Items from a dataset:
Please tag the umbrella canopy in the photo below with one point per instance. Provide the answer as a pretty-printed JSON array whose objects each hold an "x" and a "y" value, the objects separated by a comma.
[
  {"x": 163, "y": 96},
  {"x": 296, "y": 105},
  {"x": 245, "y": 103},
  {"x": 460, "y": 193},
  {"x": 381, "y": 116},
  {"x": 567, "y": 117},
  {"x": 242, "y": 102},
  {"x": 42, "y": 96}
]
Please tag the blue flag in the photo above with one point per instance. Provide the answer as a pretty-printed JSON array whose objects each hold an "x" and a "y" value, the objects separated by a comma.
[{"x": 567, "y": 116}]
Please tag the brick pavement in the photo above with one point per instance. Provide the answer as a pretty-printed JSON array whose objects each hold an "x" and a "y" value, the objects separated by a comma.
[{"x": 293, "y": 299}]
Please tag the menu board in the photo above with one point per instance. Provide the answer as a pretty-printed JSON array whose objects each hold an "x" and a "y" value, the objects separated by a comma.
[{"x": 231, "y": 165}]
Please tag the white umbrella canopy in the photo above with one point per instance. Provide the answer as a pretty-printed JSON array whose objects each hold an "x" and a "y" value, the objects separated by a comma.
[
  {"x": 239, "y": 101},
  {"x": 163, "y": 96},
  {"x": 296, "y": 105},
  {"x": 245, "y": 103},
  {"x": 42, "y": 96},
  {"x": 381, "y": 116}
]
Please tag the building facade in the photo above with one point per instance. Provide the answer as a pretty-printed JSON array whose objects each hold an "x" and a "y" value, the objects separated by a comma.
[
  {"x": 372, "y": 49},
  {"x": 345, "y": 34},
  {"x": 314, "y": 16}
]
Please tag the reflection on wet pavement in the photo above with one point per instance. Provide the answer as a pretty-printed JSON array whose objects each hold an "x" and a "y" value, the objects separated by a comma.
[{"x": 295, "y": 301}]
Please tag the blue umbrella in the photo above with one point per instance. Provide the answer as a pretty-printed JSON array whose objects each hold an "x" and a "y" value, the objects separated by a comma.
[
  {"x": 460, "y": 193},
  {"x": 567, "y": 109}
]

The request
Repeat all of the records above word for word, changing nothing.

Answer to the task
Please tag the umbrella canopy in the photo below with one point per instance. Provide the answer as a pretty-printed JSON array whose objects each hold an "x" and a "y" value, the objects separated by a comma.
[
  {"x": 163, "y": 96},
  {"x": 296, "y": 105},
  {"x": 245, "y": 103},
  {"x": 460, "y": 193},
  {"x": 381, "y": 116},
  {"x": 567, "y": 117},
  {"x": 242, "y": 102},
  {"x": 42, "y": 96}
]
Please tag the blue flag in the photo above with one point per instance. Provide the answer as a pretty-printed JSON array whose objects each hold an "x" and a "y" value, the objects separated by a comma.
[{"x": 567, "y": 116}]
Please tag the brick pavement in the photo above with one point per instance. Provide the answer as a pretty-printed JSON array whose objects each hold an "x" and a "y" value, the objects separated by a comma.
[{"x": 293, "y": 299}]
Please tag the menu board in the photo above with one point per instance. Provide the answer as a pretty-printed JSON array whose objects each hold an "x" and a "y" value, the objects separated by a comma.
[{"x": 231, "y": 165}]
Please tag the white umbrella canopy in the photo above with one point per instance. Provide the answer as a pretty-printed JSON array whose objects each hold an "x" and a "y" value, the objects separated by a comma.
[
  {"x": 239, "y": 101},
  {"x": 163, "y": 96},
  {"x": 296, "y": 105},
  {"x": 245, "y": 103},
  {"x": 42, "y": 96},
  {"x": 381, "y": 116}
]
Please tag the building facade in the photo above with one point per instance. Provide the answer as a pretty-printed JSON array whose objects each hold an "x" and a "y" value, the objects separated by a comma.
[
  {"x": 372, "y": 49},
  {"x": 345, "y": 34},
  {"x": 314, "y": 16}
]
Please tag the reflection on wet pavement in the photo above with one point per instance. Provide the answer as a pretty-printed JSON array whose objects each hold an "x" and a "y" value, the objects separated by a comma.
[{"x": 295, "y": 301}]
Please tag the blue umbrella in the photo above with one point per instance. Provide the answer as a pretty-printed JSON array whose objects each hold an "x" and a "y" value, the objects separated by a comma.
[
  {"x": 460, "y": 193},
  {"x": 567, "y": 109}
]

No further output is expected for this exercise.